* **Auszug**
Topalov
wird zur Sport-Ikone
Von Dagobert Kohlmeyer
Noch nie hat
Sofia ein so starkes Schachturnier erlebt. Und noch nie war die bulgarische
Nation so stolz auf einen Großmeister wie auf Veselin Topalov. Mit seinem Sieg
beim Mobitel Masters setzte der 30-jährige Figurenkünstler mit Wohnsitz im
spanischen Salamanca seinen Sturm auf den Schacholymp fort.
Die
Zeitungen des Landes feierten ihn tags darauf bereits als Nr. 1 der Schachwelt.
Nun, auch wenn der ELO-Gewinn von etwa 10 Punkten für Weselin wohl nicht ganz
ausreichen wird, um in der FIDE-Juliliste Vishy Anand, der aus der Bundesliga
noch ein paar Pünktchen dazu bekommt, zu überflügeln, so ist die Performance
Topalovs in letzter Zeit doch sehr erstaunlich.
"Topalov Nummer 1"
Glückwünsche vom bulgarischen Präsidenten
Georgi Parvanov
Zur
Siegerehrung im Grand Hotel von Sofia ließ es sich Bulgariens Staatspräsident
Georgi Parvanov nicht nehmen, den Sporthelden persönlich zu beglückwünschen. Er
überreichte Topalov eine wertvolle Ikone, die den Einzug nach Jerusalem
darstellt. Das schöne Auftragswerk wurde von einem bulgarischen Künstler im
Stile des 16.-17. Jahrhunderts gefertigt. Zudem gab es vom Staatsoberhaupt noch
einen Dolch für den furchtlosen Großmeister.
Alle
Schachspieler wurden von Parvanov für ihr Spiel gelobt. Sie hielten
Fußballtrikots vom Klub ZSKA Sofia sowie Karikaturen mit ihrem Konterfei. Der
bulgarische Präsident äußerte die Zuversicht, dass dieses Turnier eine Tradition
wird, was natürlich wie Musik in den Ohren aller Spieler und Anwesenden klang.
Das Wort des Präsidenten und der Sieg des Lokalmatadoren Topalov werden den
Telefonriesen Mobitel möglicherweise bewegen, auch 2006 ein ähnliches Event, das
immerhin 600 000 Euro kostet, zu veranstalten.
Beim
Abschlussbankett genossen alle Spieler bis auf Wladimir Kramnik gut gelaunt die
Köstlichkeiten aus Bulgariens Küche und Keller. Bier und Wein flossen reichlich,
manch einer, wie Ruslan Ponomarjow, trank aber auch nur Wasser.
Rusaln Ponomariov
Tara und Michael Adams
Organisator Silvio Danilov und Ehefrau Carmen
Mit Air
Force Nr. One
Rückreise.

* **Gegebenes Material**

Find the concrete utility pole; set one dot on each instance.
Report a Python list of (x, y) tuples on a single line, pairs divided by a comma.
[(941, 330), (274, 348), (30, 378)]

* **Deine Aufgabe**
Was schenkte Staatspräsident Georgi Parvanov laut dem Auszug über Topalovs Turniersieg in Sofia dem Großmeister bei der Siegerehrung?

* **Lösung**
Eine wertvolle Ikone, die den Einzug nach Jerusalem darstellt, und einen Dolch.